Live album by the Flying Burrito Brothers
- Released: May 1972
- Genre: Country rock
- Length: 34:45
- Label: A&M
- Producer: Jim Dickson

The Flying Burrito Brothers chronology
| The Flying Burrito Brothers (1971) | Last of the Red Hot Burritos (1972) | Close Up the Honky-Tonks (1974) |

= Last of the Red Hot Burritos =

Last of the Red Hot Burritos is the fourth album by country rock group the Flying Burrito Brothers, released in 1972. By the time this album was recorded, "Sneaky" Pete Kleinow and Bernie Leadon had left the band, leaving Chris Hillman as the sole founding member. In their places, Hillman recruited Al Perkins and Kenny Wertz respectively. Wertz had previously played with Hillman in the Scottsville Squirrel Barkers. The band also added two guest musicians for their fall 1971 tour in Byron Berline and Roger Bush from Country Gazette. This lineup toured until Hillman left the band in October 1971, leaving the rights to the band's name to Rick Roberts. Once Hillman departed, A&M Records apparently lost faith in the group. Instead of allowing a Roberts-led version of the band (with no founding members) to record a new studio album, A&M released this live recording. It fulfilled the band's contract, but it was subsequently dropped from the label.

Records for processing:
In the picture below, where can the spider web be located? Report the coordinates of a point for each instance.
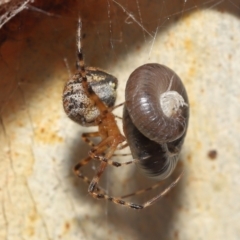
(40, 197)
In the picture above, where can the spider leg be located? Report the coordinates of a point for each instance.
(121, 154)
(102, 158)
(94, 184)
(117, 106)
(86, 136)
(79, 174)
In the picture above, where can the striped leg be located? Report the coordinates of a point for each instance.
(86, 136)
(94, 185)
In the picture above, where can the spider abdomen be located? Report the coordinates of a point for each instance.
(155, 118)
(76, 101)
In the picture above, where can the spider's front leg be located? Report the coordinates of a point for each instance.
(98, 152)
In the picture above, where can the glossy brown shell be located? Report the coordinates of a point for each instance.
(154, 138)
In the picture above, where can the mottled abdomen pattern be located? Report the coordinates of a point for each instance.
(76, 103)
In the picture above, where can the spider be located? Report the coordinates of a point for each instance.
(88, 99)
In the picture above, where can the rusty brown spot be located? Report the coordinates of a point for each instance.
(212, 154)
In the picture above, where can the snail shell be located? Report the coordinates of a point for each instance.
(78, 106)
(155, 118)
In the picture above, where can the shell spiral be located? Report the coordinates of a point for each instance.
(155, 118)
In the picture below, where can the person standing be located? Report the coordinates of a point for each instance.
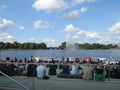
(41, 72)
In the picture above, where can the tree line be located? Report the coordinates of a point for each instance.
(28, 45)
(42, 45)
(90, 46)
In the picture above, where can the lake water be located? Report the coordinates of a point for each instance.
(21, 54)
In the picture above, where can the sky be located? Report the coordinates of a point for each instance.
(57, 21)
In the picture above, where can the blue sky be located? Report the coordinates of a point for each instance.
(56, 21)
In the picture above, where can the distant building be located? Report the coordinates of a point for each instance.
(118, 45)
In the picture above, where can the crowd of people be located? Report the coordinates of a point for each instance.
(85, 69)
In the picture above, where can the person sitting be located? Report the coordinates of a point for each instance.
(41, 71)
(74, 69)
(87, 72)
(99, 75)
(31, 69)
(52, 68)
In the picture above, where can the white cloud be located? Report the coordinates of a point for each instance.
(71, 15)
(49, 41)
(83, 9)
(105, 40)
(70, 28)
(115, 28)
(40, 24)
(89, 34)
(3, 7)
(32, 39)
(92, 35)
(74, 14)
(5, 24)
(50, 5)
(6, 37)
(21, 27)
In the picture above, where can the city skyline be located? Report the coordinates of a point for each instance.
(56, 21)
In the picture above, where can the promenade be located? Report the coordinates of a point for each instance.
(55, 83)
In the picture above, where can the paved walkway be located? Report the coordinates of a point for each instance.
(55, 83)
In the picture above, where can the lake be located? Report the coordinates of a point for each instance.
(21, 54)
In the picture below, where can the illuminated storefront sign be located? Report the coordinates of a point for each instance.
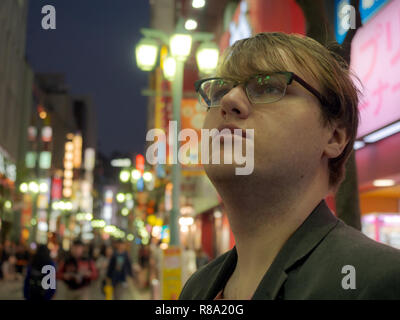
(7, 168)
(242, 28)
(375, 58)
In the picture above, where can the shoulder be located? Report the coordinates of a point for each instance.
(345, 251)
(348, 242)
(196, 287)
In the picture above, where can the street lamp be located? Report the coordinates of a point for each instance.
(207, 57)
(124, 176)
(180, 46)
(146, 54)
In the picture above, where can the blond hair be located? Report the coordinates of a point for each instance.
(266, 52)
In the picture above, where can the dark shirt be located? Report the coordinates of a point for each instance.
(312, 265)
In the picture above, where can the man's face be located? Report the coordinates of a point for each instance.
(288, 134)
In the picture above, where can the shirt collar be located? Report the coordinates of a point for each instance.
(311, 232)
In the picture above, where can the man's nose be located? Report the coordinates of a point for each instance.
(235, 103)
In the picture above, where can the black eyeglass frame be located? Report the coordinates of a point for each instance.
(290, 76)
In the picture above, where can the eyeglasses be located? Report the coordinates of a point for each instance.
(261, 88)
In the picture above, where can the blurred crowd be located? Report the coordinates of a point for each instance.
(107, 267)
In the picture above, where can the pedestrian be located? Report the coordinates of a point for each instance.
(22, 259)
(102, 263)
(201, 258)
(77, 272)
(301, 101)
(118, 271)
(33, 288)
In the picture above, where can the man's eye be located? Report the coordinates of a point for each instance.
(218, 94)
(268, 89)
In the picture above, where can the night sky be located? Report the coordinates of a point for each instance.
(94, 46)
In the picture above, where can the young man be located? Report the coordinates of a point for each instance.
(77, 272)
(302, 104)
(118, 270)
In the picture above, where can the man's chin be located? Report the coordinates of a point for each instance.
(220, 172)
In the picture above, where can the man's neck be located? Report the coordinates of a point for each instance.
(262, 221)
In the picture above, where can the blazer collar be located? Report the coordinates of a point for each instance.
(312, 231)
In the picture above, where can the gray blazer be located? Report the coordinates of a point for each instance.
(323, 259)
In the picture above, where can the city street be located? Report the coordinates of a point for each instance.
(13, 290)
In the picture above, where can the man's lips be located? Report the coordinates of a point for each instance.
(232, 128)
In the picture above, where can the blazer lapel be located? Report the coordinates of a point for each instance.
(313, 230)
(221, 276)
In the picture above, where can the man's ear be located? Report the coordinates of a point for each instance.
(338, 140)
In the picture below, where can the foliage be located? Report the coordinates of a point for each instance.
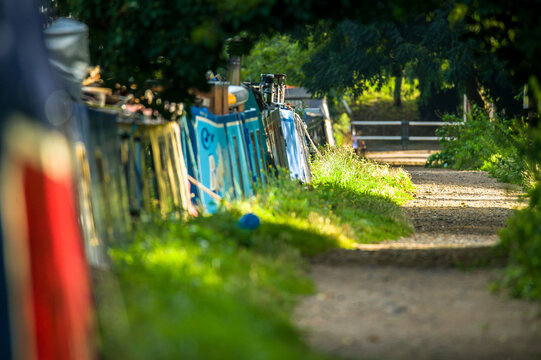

Short problem 1: According to the album text, which founding member of the band remained after Kleinow and Leadon left?
Short problem 2: Count the lines of the entries that contain the word "abdomen", and give only the number.
The text and the entries have no connection to each other.

Finished answer 1: Chris Hillman

Finished answer 2: 2